▶ Problem description
Pick up the obesity posting below after its last sentence and keep writing it.

Have decided that I am going to reply to lots of points raised by
different people in two emails, separated by subject, as otherwise we are
getting longer and longer messages with things copied in. I shall reply to
Ed Thompson's more specific email re his and my views in another, so
everyone can skip that if too bored or not enough time!

So, this posting concerns obesity.
Ed Thompson suggests that I think the current increase in obesity is due
to lack of willpower, whereas he has his suspicions of the conspiring food
industry. In a way I do think it related to willpower, but totally
unavoidable as it is an age old drive to eat more, as I go with the
'thrify gene' theory that humans throughout all evolution have struggled
against starvation, and therefore we have been genetically selected to be
on the plump side - gain weight easily in times of plenty,
so there is a reserve in times of hardship. For a great, if v personal
view of recent selection pressures such as documented famines, see:
Prentice, A. M. (2001). Fires of life: the struggles of an ancient
metabolism. Nutrition Bulletin 26: 13-27. A thought-provoking read.

(Stored data entries)
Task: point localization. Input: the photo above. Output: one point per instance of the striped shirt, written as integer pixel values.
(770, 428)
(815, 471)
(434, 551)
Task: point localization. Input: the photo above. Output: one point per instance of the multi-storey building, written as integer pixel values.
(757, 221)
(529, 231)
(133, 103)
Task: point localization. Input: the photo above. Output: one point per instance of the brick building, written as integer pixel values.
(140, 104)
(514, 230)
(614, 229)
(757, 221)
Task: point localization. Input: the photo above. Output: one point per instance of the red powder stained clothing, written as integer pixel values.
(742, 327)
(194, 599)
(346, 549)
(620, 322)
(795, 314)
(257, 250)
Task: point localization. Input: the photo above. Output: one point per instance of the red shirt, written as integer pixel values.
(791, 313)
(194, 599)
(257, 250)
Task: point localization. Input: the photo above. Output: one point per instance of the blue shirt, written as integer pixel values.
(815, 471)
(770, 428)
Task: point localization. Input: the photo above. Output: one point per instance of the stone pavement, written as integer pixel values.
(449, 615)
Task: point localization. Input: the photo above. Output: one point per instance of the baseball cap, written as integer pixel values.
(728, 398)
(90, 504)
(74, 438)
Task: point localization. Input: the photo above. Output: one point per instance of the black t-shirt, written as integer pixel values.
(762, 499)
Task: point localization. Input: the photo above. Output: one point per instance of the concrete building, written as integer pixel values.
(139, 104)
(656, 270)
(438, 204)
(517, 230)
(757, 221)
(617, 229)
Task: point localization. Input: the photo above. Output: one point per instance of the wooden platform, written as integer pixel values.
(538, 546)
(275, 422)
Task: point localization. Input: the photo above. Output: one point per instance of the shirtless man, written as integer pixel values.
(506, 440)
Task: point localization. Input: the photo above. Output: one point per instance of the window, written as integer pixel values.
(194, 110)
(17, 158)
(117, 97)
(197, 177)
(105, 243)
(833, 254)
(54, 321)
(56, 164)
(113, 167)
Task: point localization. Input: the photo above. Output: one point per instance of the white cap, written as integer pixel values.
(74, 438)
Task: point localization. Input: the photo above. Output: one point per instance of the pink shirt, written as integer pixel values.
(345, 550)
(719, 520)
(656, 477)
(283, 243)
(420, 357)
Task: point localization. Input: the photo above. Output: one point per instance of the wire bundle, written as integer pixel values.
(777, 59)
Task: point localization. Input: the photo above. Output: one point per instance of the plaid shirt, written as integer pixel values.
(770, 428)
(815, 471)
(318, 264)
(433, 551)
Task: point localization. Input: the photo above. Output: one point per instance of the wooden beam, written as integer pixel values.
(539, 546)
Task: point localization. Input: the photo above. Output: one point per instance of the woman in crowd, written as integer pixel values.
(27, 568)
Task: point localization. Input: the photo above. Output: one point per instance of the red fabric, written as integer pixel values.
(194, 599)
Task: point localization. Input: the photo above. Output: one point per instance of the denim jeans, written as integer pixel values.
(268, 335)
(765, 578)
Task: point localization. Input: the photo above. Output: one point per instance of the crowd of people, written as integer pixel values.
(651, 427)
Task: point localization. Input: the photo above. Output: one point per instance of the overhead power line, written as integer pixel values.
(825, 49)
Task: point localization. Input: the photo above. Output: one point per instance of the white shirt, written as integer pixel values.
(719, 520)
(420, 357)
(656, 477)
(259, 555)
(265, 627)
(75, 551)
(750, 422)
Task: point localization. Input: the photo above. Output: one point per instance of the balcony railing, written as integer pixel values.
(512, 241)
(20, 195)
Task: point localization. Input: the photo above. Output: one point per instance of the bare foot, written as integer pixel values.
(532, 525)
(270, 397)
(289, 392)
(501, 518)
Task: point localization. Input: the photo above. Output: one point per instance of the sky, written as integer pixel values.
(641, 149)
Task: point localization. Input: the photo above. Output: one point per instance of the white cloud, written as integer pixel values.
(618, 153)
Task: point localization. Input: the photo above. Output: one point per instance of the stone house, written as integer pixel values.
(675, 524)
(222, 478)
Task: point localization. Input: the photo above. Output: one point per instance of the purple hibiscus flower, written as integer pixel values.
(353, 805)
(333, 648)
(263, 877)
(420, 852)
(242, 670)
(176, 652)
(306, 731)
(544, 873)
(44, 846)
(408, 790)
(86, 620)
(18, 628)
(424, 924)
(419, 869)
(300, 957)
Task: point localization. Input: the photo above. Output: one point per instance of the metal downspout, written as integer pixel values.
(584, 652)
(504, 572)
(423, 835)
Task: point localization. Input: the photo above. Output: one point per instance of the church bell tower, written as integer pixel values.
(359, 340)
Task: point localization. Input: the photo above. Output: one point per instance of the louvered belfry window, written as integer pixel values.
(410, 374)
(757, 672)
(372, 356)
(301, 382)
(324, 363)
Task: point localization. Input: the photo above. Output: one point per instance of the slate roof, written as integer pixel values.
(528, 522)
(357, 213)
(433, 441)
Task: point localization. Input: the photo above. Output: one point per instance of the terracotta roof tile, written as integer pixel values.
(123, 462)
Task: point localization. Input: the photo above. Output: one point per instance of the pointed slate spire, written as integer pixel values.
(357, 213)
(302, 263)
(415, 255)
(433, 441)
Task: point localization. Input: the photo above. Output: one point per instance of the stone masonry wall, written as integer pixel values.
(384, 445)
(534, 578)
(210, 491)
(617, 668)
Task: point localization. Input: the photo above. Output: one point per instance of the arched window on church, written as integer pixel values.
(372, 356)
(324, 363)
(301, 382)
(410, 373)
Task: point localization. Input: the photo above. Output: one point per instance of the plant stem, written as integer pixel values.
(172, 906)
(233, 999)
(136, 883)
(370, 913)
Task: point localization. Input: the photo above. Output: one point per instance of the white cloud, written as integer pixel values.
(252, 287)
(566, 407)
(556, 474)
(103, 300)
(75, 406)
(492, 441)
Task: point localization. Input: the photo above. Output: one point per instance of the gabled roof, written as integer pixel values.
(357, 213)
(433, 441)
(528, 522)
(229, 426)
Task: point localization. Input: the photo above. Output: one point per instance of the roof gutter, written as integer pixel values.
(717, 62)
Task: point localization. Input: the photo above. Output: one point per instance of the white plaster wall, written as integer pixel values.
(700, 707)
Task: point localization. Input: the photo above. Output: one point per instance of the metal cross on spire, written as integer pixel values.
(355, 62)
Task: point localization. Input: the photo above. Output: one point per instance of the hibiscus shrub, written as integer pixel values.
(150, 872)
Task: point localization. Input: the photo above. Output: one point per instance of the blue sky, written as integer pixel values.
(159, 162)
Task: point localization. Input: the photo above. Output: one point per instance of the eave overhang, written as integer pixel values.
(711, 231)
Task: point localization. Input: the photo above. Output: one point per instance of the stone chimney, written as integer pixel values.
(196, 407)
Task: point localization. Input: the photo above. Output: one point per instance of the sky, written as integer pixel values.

▶ Written reply
I don't think we can blame the food industry, because all they are doing
is capitalising on a natural urge. We are programmed to prefer energy
dense foods, and this programming came about long before the food industry
happened. Look at the goddess figurines from Neolithic Catal Huyuk in
Turkey (6000BC) - they are hugely fat. Fat has been recognised and
worshipped as desirable for a long time in human culture and society,
until very recently when all of a sudden there was no shortage of foods
to balance out our desire to eat.
This desire for energy-dense foods is also why people will never be able
to eat as much as they like and be as thin as they like, despite what Bob
Avery says. Because what he overlooked in his comment that we would be
fine if we all ate only raw veggies, is that when people want to eat as
much as they like, they want to eat as much as they like OF FOODS THAT
THEY LIKE. I would venture that most people would think that eating only
raw veggies isn't that much more palatable than cutting back.

Thinking about human weight and whether we are the only species that
struggle.
Barry Groves says that 'all animals in their natural habitat are a normal
weight.' That point is one that most animal researchers would debate. Some
can often be severely underweight. The mechanism for controlling animal
weight in the natural habitat is not simply natural satiety, although that
will play a part. There can be an oscillation in weight of an individual,
as Andrew Millard pointed out in the case of an overweight lion that
cannot catch its food, so starves until it is thin enough to be fast
enough to catch it. Or there can be changes in the population size and
structure resulting in the most number of (just) reproducing individuals,
who are not necessarily in prime individual health. The latter point has
been amply demonstrated in the red deer on Rum: Tim Clutton-Brock et al.'s
work that a season of plenty leads to fatter deer in the very short term
but then greater reproductive success which will use up all the reserves.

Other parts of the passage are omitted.